### Material provided:
%%
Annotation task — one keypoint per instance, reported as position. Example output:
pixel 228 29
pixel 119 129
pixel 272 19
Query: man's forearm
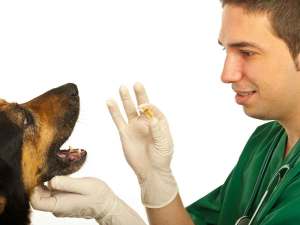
pixel 172 214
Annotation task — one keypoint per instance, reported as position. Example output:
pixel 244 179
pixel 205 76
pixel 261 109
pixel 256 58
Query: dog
pixel 31 135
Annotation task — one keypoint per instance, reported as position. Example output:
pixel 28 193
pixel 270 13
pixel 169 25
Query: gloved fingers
pixel 41 199
pixel 140 94
pixel 154 111
pixel 128 104
pixel 116 114
pixel 70 184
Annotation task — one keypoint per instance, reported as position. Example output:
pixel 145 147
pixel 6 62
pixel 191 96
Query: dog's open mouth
pixel 71 155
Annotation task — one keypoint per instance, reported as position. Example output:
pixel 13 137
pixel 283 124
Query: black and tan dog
pixel 31 135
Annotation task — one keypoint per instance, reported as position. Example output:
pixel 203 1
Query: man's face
pixel 259 66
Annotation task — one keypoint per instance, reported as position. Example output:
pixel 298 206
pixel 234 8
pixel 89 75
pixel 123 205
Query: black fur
pixel 16 211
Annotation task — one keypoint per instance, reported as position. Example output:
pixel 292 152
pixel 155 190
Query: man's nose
pixel 232 70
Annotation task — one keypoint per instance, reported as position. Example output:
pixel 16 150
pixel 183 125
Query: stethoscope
pixel 276 179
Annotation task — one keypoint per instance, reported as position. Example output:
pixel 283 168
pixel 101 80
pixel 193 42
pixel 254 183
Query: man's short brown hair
pixel 284 16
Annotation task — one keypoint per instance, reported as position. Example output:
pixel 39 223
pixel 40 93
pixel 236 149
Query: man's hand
pixel 83 198
pixel 148 147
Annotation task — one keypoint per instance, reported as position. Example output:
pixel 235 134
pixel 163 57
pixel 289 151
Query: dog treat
pixel 147 112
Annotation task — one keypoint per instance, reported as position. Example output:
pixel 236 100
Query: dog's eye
pixel 28 120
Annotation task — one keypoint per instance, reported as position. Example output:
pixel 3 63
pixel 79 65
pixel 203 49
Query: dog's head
pixel 31 135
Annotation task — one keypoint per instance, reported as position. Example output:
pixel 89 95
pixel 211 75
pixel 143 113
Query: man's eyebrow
pixel 241 44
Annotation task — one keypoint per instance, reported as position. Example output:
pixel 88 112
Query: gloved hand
pixel 148 147
pixel 83 198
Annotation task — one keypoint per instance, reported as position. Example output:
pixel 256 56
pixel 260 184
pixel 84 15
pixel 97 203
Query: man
pixel 262 41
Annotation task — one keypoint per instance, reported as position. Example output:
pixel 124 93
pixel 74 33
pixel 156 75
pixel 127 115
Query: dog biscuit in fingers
pixel 147 111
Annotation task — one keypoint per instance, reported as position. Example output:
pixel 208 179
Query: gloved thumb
pixel 69 184
pixel 41 199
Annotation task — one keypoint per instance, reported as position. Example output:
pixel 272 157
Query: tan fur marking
pixel 34 154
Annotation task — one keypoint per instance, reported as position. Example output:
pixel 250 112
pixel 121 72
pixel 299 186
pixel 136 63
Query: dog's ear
pixel 2 204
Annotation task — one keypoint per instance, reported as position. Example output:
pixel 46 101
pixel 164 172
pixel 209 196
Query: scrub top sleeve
pixel 286 211
pixel 206 210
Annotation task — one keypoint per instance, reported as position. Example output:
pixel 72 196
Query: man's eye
pixel 247 53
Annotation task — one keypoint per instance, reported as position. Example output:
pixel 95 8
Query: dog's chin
pixel 64 162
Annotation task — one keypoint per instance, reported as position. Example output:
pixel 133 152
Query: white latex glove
pixel 148 147
pixel 83 198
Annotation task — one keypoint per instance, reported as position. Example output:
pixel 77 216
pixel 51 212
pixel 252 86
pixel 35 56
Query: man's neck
pixel 293 134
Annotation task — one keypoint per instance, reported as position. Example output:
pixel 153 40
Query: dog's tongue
pixel 71 154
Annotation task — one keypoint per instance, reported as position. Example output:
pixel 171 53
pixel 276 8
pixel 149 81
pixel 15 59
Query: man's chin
pixel 251 112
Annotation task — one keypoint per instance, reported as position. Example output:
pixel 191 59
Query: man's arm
pixel 172 214
pixel 148 149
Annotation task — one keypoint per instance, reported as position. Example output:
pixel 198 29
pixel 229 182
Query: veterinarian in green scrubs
pixel 262 43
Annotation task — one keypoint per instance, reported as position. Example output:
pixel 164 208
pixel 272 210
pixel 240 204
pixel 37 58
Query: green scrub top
pixel 227 203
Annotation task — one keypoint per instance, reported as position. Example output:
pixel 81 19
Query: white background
pixel 169 46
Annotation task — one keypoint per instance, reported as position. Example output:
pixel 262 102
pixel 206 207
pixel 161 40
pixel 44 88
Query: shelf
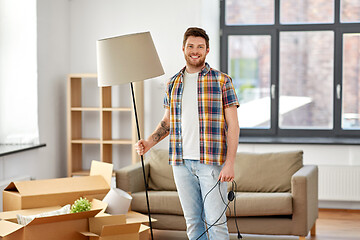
%%
### What is being asked:
Gather every line of the records that contains the string "white", and copy those lines. Case counts.

### Result of this task:
Query: white latex glove
Query: white background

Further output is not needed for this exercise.